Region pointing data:

=======

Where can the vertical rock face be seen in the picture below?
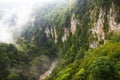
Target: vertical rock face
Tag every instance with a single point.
(98, 26)
(51, 31)
(55, 34)
(112, 15)
(74, 22)
(98, 30)
(66, 34)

=======

**PROBLEM STATEMENT**
Starting at the line with "Target: vertical rock face", restate each line through the end of the records, both ends included, and stop there.

**SOLUTION**
Target: vertical rock face
Tag every instance with a single point.
(98, 26)
(51, 31)
(55, 34)
(112, 15)
(74, 22)
(98, 30)
(66, 34)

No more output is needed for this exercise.